Source passage Start Marker

How to Inspire A Love of Nature
By Julie Packard
Executive Director, Monterey Bay Aquarium

There’s little doubt that the natural world needs our care and attention more than ever before. The impact of a growing human population is transforming our planet. We’re converting wetlands into farmland, clear-cutting forests or turning them into tree farms, and leveling mountains to mine for coal and metals. The demands of our industrial society are having devastating effects on wildlife and wild places.

What does this have to do with family travel? Surprisingly, quite a lot.


The experiences we share with our children can fundamentally shape their interests and perspectives on the world. So, how do we instill a love of nature in our children now that they will carry forward as adults? What experiences can we offer them as we travel, or just explore our own communities, that will foster a lifelong love of the natural world?

The answer is quite simple: Spend time together in nature.

My own interest in the environment grew out of experiences I shared with my father when I was growing up. He had always been interested in natural history, everything from hunting to wildflowers to seeing how the grass grew for the cattle on his ranch. As a family, we spent a lot of time in the Mount Hamilton range, letting our curiosity have free rein. At home, even though my father was very busy running Hewlett-Packard, he always made time for us to grow a vegetable garden together.

These aren’t dramatic experiences. But they were fundamental to what we did as a family. Just spending time on activities like these sent a message: This is important.


Today, there are so many opportunities for families to connect with nature, especially in the Bay Area. We’re blessed to have ready access to an incredible range of habitats – everything from beaches and redwood forests, to the oak woodlands of the Coast Range, to Central Valley wetlands and alpine meadows nearby in the Sierra.
There are parks and interpretive centers to explore with your children. At most of them you’ll find volunteer docents and staff rangers, each one eager to share stories or lead you on a hike or a nature walk.

Commercial outfitters will put you in a kayak so you can explore San Francisco Bay or Monterey Bay. They’ll take you on a guided whalewatching excursion, or a bicycle tour through spring meadows. When you connect with groups like Audubon, or your regional park district, you can join in a day hike or a camping trip that suits the ages and stamina of your children.

And you can visit places like the Monterey Bay Aquarium, the California Academy of Sciences, or any of the excellent zoos in the Bay Area to give your children a first encounter with wildlife they won’t easily meet on their own.

Source passage End Marker
Recorded information Start Marker

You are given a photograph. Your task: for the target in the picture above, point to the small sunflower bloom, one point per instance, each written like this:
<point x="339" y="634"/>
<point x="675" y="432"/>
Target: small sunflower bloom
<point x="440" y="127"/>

Recorded information End Marker

*Work task A*: According to the essay on inspiring a love of nature, what did the author's father always make time to grow with the family at home?
*Work task B*: Write what follows in the essay on inspiring a love of nature, starting after its last sentence.

*Task result A*: A vegetable garden.

*Task result B*:
You can find calendars of events online or in newspapers and magazines, listing the best time of year to bring your children to places where monarch butterflies overwinter along the coast, where elephant seals gather to mate and breed, when hillsides are painted with wildflowers, when hawks and eagles migrate south, and vast flocks of waterbirds congregate in wetland refuges.

You can make your outings even more meaningful through organizations like the California Native Plant Society, which offer not only outings but also opportunities to make a difference through projects that remove invasive plants and restore native habitat. These are great ways to spend time together as a family.


You can make a difference without even leaving home. Work with your children in the garden to incorporate native plants into the landscape. Place bird feeders where your family can watch to see who visits. Take it to the next step by participating in one of Audubon’s backyard bird counts. Plant a vegetable garden with them (organically of course!). You’ll grow more than fruits and vegetables. You’ll nurture an appreciation of the soil, and the living things that sustain it.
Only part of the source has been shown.